■ Short task A:
Answer these questions using the notice on filing documents with the Canada Agricultural Review Tribunal:
(i) At how many locations established by the Governor in Council may a hearing before the Tribunal be held?
(ii) Within how many days of the Report are further submissions from either party receivable by the Tribunal by right?
(iii) Under Rule 8(1), in what form must any documents sent to the Tribunal be sent?

■ Excerpted text:
Issued March 31, 2011
An important principle of due process and natural justice is the right to be heard. Parties to a hearing before the Canada Agricultural Review Tribunal (Tribunal) exercise this right through the submission of documents to the Tribunal and, if they so choose when a penalty has been assessed, through the means of a hearing before the Tribunal at one of the 96 locations established by the Governor in Council.
With respect to the submission of documents, the applicant, the person who has received a Notice of Violation that he or she would like to challenge, starts a case by filing a Request for Review. Then the respondent, the agency issuing the Notice of Violation (or the Minister, if a Ministerial Review Decision has already been taken) will file a Ministerial Report (Report). Further submissions from either party are receivable by the Tribunal within 30 days of the Report by right, or longer, with permission of the Tribunal.
Current permitted means for the filing of all such documents are set out in the Agriculture and Agri-Food Administrative Monetary Penalties Regulations (Regulations) and the Rules of the Review Tribunal (Agriculture and Agri-Food) (Rules).
Section 14 of the Regulations states:
14. (1) A person may make a request referred to in section 11, 12 or 13 by delivering it by hand or by sending it by registered mail, courier, fax or other electronic means to a person and place authorized by the Minister.
(2) Where a person makes a request referred to in subsection (1), the date of the request is
(a) the date on which the request is delivered to the authorized recipient, if the request is delivered by hand;
(b) the earlier of the date on which the request is received by the authorized recipient and the date on the receipt given to the person by a post office or courier, if the request is sent by registered mail or courier; or
(c) the date that appears on the fax or other electronic transmission.
(3) Where a request is sent by fax or by other electronic means, another copy of the request shall be sent by registered mail.
Subsection 1(2) of the Rules states:
(2) These Rules are to be liberally construed in order to permit the fairest, least expensive and most expeditious procedures.
Rules 8, 9 and 10 currently read as follows:
8. (1) Any documents sent to the Tribunal must be sent in duplicate.
(2) Except as otherwise provided in subsection 14(1) of the Agriculture and Agri-Food Administrative Monetary Penalties Regulations, all documents required to be submitted to the Tribunal must be submitted by hand or by registered mail, courier or facsimile.
(3) Except as otherwise provided in subsection 14(3) of the Agriculture and Agri-Food Administrative Monetary Penalties Regulations, the original and a copy of any faxed document must be sent by mail without delay after the facsimile transmission.
9. Subject to paragraph 28(b), section 32, paragraph 40(b) and section 44, all correspondence sent by the Tribunal may be sent by facsimile as long as the original is sent by mail.
10. A party must notify the Tribunal without delay of a change of address or fax number.
However, section 3 of the Rules of the Review Tribunal (Agriculture and Agri-Food) states:
3. If the application of any rule would cause unfairness to a party, the Tribunal may avoid compliance with the rule.
The Regulations allow the applicant the possibility of filing his or her Request for Review electronically (such as by electronic mail) provided that, where such a request is sent by other electronic means, another copy of the request is sent by registered mail (s. 14(3)). The Tribunal Rules, on the other hand, do not permit any subsequent documents to be so filed by either party; these documents must be "submitted by hand or by registered mail, courier or facsimile". (Rule 8(2)).

■ The records:
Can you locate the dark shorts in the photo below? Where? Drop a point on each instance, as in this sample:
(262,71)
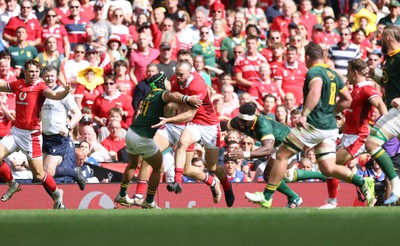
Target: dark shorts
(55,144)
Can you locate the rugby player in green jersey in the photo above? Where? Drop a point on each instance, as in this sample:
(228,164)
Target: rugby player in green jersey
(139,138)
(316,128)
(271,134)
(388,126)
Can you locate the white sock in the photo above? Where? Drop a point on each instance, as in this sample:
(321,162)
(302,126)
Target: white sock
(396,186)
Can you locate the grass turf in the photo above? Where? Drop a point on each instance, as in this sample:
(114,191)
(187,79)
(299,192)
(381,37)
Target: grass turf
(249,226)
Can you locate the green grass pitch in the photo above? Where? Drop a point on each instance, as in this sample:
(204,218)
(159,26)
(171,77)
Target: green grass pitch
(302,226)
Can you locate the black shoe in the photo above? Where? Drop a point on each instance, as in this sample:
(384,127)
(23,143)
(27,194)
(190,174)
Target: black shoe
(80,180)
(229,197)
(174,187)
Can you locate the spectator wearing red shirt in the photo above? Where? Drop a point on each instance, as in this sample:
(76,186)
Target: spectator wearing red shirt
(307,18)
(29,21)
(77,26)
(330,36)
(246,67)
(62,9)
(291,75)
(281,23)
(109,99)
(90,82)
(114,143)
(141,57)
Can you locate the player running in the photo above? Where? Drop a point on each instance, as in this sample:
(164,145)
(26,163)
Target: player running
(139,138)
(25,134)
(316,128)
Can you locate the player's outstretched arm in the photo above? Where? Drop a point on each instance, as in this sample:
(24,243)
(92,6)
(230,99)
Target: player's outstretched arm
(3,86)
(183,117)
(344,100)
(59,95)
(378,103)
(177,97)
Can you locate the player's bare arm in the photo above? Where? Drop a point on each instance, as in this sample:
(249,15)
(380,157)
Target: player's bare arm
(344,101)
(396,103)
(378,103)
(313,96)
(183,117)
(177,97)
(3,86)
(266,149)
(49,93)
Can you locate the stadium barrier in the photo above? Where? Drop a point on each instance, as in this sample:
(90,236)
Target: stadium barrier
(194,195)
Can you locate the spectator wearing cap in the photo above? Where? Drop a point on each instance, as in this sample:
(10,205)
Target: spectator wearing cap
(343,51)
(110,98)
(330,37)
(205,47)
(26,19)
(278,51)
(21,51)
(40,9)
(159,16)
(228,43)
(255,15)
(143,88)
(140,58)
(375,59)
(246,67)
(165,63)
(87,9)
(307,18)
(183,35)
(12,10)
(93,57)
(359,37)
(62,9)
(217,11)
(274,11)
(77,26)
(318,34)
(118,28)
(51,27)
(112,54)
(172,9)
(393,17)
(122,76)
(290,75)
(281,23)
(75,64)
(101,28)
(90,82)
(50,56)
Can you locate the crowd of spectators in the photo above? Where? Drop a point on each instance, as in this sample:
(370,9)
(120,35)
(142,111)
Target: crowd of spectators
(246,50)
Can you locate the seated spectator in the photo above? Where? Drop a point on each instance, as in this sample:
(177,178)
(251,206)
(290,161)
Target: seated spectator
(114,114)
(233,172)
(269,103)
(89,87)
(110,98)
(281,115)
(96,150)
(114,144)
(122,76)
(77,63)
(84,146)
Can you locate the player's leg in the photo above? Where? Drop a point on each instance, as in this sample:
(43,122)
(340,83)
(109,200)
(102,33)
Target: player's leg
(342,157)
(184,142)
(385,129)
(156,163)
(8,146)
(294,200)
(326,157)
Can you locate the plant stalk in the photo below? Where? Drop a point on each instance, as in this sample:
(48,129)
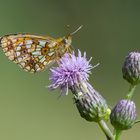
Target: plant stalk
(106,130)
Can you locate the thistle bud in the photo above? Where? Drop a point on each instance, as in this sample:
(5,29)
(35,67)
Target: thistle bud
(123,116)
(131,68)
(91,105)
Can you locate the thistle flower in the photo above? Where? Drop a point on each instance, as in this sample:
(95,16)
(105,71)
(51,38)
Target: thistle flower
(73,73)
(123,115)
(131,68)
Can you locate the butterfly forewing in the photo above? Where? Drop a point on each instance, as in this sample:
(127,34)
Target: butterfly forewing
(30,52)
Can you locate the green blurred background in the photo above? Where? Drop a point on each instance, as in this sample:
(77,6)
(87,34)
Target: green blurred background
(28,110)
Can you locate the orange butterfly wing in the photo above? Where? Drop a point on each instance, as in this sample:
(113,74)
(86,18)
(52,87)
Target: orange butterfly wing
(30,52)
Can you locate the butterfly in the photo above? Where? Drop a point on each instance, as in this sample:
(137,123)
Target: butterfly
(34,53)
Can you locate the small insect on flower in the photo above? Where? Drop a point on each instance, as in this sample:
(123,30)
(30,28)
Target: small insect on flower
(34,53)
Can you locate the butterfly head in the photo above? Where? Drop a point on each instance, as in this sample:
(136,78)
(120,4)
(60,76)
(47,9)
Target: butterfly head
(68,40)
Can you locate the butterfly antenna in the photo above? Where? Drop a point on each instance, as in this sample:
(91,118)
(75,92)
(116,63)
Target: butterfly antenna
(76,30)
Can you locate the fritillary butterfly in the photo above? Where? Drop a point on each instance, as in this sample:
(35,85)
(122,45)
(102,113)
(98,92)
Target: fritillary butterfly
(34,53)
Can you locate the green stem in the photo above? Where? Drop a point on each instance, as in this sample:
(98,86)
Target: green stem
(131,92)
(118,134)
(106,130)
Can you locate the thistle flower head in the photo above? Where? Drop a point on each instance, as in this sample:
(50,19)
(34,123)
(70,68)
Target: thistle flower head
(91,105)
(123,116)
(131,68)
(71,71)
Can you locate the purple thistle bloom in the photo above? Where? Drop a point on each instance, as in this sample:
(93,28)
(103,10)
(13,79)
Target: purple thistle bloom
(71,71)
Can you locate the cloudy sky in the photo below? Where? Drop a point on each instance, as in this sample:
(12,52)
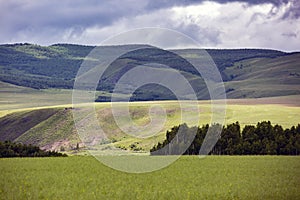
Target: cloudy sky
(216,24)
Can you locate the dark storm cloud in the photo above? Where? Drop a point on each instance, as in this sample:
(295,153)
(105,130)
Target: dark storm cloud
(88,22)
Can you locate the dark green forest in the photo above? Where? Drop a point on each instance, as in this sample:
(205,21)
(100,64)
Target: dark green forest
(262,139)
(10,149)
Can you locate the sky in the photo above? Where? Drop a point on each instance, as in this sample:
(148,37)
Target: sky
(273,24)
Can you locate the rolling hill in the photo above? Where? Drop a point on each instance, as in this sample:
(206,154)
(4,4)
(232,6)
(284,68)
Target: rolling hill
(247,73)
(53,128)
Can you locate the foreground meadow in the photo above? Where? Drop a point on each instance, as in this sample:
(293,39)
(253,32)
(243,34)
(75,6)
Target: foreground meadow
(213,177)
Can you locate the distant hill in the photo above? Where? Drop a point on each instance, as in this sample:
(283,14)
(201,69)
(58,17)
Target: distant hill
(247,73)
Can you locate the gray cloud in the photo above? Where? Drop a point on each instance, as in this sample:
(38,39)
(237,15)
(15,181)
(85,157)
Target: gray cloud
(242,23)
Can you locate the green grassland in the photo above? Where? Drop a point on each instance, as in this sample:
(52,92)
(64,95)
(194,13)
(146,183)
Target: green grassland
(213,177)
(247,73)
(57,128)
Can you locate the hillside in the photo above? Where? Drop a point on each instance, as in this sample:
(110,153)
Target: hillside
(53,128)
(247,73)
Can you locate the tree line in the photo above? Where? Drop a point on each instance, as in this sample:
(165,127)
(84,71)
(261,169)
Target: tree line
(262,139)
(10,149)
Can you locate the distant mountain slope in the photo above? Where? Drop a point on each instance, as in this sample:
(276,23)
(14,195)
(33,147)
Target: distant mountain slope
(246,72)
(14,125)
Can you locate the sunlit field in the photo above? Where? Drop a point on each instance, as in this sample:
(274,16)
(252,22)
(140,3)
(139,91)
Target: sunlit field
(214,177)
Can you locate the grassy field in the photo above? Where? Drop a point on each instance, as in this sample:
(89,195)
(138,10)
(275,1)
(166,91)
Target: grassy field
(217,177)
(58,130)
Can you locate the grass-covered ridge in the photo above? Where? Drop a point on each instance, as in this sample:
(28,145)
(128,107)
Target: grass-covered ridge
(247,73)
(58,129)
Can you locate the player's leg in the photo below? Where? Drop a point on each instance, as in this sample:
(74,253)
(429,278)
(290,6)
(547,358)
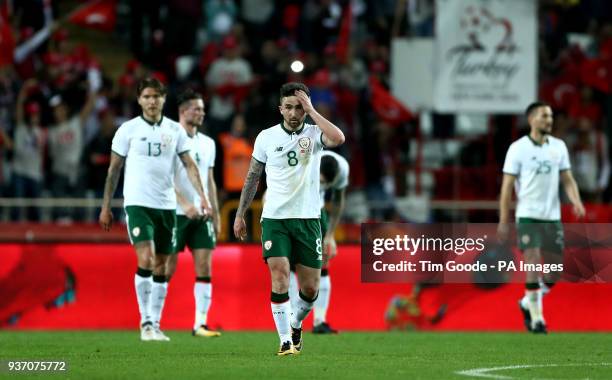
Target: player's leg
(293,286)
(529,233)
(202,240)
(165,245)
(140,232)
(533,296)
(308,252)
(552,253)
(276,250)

■ Short task B: Write out again the entries between the line holding "Can you locate the distant mountain" and the end of the entries, inclusive, adding 74 to both numbers of each coordinate listed after a "Target:" line and keeping every other line unchanged. Omit the picture placeholder lines.

■ Exercise solution A:
(i) 96
(ii) 30 days
(iii) In duplicate

■ Exercise solution B:
Can you locate the distant mountain slope in the photo above? Where? Drop a point on each instance, as in this sample:
(276,23)
(14,195)
(33,147)
Target: distant mountain slope
(320,146)
(88,199)
Can you locate the sunlit field in the photo above? Where? Drop a point on each instance, as in this sample:
(274,16)
(252,22)
(140,3)
(139,91)
Target: sunlit field
(288,251)
Can you locate the grassy field in the photo above? Where? Drop a point on each instance, as in this sample:
(89,195)
(138,10)
(275,1)
(166,91)
Target: grassy field
(291,251)
(132,204)
Can you locate the grass-covered ridge in the photo above? Where? Drop a point on each instance, as in this sample:
(28,145)
(128,107)
Target: grass-covered ridge
(321,147)
(132,203)
Can you locate the player's leg in the photo below? Where? Drop a point on each instance, as in this sample:
(74,253)
(429,278)
(290,6)
(547,358)
Target: player's leg
(367,360)
(603,307)
(276,314)
(239,319)
(214,306)
(607,370)
(382,326)
(626,327)
(350,324)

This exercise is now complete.